[What to do]
1 – Copy the fluoride article word for word, between "The Centers for" and "of drinking water.", inclusive.
2 – Proceed with the article on fluoride, picking up after its final sentence.

[Given passage]
Are You Getting Your Fluoride?

Cosmetic_DentistryFluoride is a mineral added to the water system to reduce cavities. “Fluoride prevents demineralization of tooth enamel,” says Dr. Carol Ford from her Phoenix dental practice. “The result is fewer cavities, healthier teeth, and longer-lasting smiles for both children and adults,” she adds.

The Centers for Disease Control (CDC) reports “water fluoridation reduces tooth decay by about 25 percent over a person’s lifetime.” Other sources report up to 40 percent reduction in tooth decay, depending on length of use and amounts.

Why do adults, who have all their permanent teeth, need fluoride? Because our teeth lose minerals every day through acids and plaque found in the mouth, and they take on minerals from what we eat and drink. That exchange of minerals needs to stay in balance. If the balance tips toward losing minerals, the danger of cavities, even in adults, rises sharply. Fluoride is a mineral that exists naturally in food, water (even ocean water) and has been added to many city water supplies since the mid-1960s to encourage re-mineralization through the simple act of drinking water.

[Referring expression pointing data]

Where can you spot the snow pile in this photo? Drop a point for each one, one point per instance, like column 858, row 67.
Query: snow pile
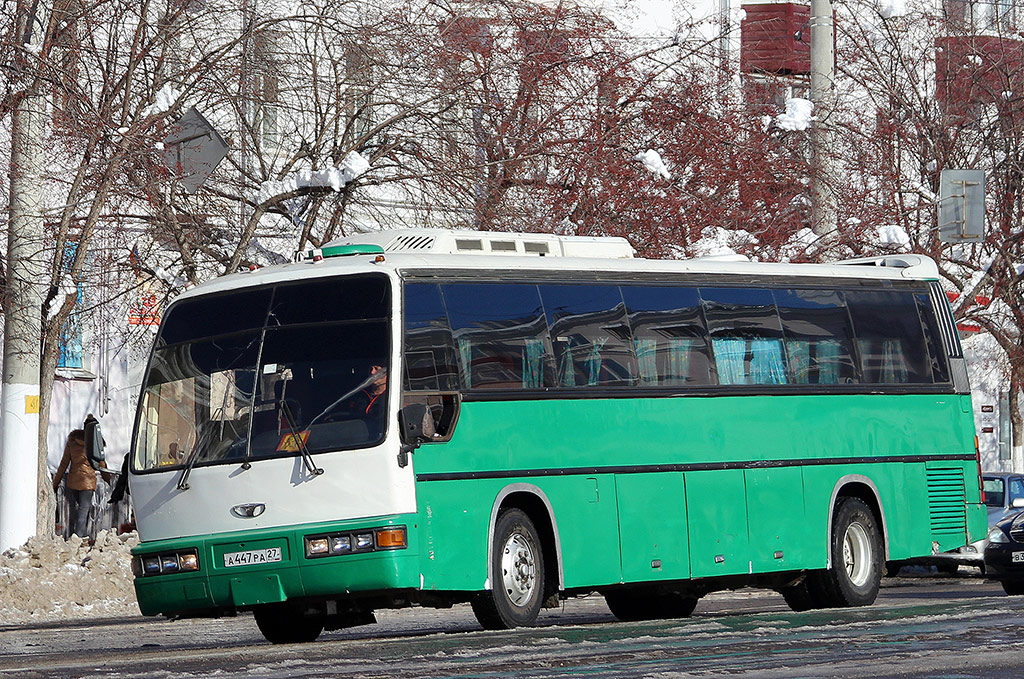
column 893, row 235
column 798, row 115
column 336, row 178
column 652, row 161
column 52, row 579
column 892, row 8
column 166, row 98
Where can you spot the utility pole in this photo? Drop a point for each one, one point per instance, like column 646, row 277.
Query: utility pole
column 19, row 458
column 823, row 96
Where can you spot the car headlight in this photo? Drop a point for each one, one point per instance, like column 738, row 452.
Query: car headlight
column 997, row 536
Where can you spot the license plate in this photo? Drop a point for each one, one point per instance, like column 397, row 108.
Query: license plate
column 253, row 556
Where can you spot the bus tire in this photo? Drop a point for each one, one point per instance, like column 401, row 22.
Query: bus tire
column 857, row 559
column 517, row 568
column 630, row 604
column 283, row 624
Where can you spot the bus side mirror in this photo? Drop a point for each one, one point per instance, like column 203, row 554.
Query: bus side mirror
column 414, row 421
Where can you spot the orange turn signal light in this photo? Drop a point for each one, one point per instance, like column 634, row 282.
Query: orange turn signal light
column 391, row 538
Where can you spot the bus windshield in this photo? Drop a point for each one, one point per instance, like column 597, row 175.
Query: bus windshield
column 264, row 392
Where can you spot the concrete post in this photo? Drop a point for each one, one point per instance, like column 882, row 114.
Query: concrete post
column 823, row 95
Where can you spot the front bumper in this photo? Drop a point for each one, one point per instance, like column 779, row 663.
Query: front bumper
column 219, row 589
column 999, row 562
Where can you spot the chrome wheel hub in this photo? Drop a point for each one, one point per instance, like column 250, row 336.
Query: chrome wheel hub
column 518, row 569
column 857, row 554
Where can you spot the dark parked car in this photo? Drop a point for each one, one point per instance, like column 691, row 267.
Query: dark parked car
column 1005, row 498
column 1005, row 553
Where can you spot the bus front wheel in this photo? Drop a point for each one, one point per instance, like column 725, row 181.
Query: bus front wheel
column 517, row 575
column 281, row 623
column 857, row 560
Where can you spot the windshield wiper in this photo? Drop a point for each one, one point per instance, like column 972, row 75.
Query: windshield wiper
column 183, row 481
column 307, row 459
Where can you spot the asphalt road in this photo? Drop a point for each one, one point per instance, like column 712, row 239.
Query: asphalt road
column 938, row 627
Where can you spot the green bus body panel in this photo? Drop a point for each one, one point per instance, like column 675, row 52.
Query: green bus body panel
column 652, row 548
column 776, row 519
column 717, row 509
column 769, row 514
column 636, row 490
column 216, row 586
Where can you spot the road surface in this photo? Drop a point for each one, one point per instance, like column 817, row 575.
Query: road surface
column 921, row 627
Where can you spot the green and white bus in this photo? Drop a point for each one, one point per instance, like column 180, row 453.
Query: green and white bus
column 431, row 417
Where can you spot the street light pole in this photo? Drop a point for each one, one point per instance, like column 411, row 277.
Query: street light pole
column 824, row 218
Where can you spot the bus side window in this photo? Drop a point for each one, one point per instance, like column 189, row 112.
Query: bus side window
column 590, row 335
column 818, row 336
column 669, row 336
column 501, row 335
column 890, row 337
column 428, row 351
column 747, row 335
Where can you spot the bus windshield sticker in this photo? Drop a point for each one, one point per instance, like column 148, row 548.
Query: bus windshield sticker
column 293, row 442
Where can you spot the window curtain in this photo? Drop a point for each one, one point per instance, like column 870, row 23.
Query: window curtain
column 799, row 354
column 466, row 357
column 679, row 361
column 767, row 366
column 729, row 354
column 593, row 363
column 646, row 359
column 828, row 352
column 894, row 370
column 532, row 365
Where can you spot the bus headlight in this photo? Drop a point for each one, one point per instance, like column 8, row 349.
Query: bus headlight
column 316, row 546
column 165, row 563
column 997, row 536
column 335, row 544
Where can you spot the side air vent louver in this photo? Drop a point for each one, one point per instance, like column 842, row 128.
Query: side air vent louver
column 946, row 497
column 411, row 243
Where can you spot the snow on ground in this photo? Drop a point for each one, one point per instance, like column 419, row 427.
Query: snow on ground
column 49, row 579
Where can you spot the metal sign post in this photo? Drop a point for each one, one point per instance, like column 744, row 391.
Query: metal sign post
column 193, row 151
column 962, row 206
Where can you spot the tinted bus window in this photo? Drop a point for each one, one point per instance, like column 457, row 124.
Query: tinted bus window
column 316, row 383
column 818, row 337
column 429, row 350
column 589, row 335
column 219, row 314
column 933, row 340
column 501, row 335
column 669, row 336
column 747, row 337
column 890, row 339
column 329, row 300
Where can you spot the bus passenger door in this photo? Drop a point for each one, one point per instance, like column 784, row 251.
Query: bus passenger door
column 776, row 519
column 652, row 526
column 716, row 507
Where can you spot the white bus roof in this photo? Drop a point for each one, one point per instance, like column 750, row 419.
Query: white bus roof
column 493, row 254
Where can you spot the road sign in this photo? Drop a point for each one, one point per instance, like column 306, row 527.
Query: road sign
column 962, row 206
column 193, row 151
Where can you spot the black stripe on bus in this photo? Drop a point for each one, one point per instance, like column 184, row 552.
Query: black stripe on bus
column 688, row 466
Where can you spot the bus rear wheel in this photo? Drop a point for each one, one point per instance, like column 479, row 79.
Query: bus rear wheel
column 517, row 575
column 632, row 604
column 281, row 623
column 857, row 560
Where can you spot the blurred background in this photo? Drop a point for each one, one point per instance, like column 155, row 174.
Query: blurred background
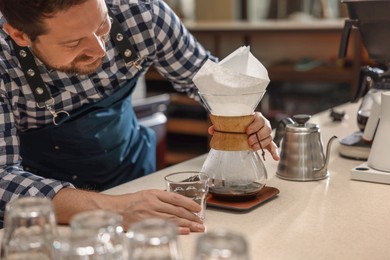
column 297, row 41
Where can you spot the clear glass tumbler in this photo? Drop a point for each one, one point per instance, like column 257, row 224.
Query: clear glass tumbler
column 152, row 239
column 30, row 228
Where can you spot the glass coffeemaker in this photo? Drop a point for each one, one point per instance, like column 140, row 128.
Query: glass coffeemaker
column 236, row 171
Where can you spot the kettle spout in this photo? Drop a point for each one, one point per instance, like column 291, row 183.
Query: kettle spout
column 325, row 166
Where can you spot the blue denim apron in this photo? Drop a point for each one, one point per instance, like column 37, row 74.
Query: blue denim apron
column 96, row 147
column 100, row 146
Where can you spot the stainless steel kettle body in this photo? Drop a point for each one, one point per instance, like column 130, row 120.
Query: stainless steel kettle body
column 301, row 156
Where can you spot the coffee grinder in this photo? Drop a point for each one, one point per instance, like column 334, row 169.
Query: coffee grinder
column 372, row 20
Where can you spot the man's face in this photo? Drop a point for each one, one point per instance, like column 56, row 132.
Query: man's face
column 75, row 41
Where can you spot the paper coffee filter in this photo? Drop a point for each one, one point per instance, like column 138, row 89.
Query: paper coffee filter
column 233, row 86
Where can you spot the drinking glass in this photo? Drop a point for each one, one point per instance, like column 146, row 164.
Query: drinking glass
column 106, row 227
column 82, row 245
column 30, row 228
column 152, row 239
column 221, row 244
column 192, row 184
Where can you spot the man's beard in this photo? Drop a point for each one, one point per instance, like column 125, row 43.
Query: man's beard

[Exercise results]
1 –
The Centers for Disease Control (CDC) reports “water fluoridation reduces tooth decay by about 25 percent over a person’s lifetime.” Other sources report up to 40 percent reduction in tooth decay, depending on length of use and amounts.

Why do adults, who have all their permanent teeth, need fluoride? Because our teeth lose minerals every day through acids and plaque found in the mouth, and they take on minerals from what we eat and drink. That exchange of minerals needs to stay in balance. If the balance tips toward losing minerals, the danger of cavities, even in adults, rises sharply. Fluoride is a mineral that exists naturally in food, water (even ocean water) and has been added to many city water supplies since the mid-1960s to encourage re-mineralization through the simple act of drinking water.

2 –
“People who drink only bottled water may not be getting enough fluoride,” says Dr. Ford. Many companies that bottle water remove Fluoride, particularly if the process of reverse osmosis is used.  According to the CDC, “The FDA does not require bottled water manufacturers to list the fluoride content on the label, but it does require that fluoride additives be listed. In 2006, the FDA approved labeling with the statement, “Drinking fluoridated water may reduce the risk of tooth decay,” if the bottled water contains from 0.6 mg/L to 1.0 mg/L.”

The only way to make sure your bottled water contains the right amount of Fluoride is to contact the manufacturer.

It’s important to ask your dentist if you are getting enough fluoride. It’s not just how much of the mineral is in the city water (Phoenix adds CDC-recommended levels of fluoride to the water), but what you eat, how much saliva you produce and how often you swallow. Together, you and your dentist need to decide if fluoride supplements are necessary.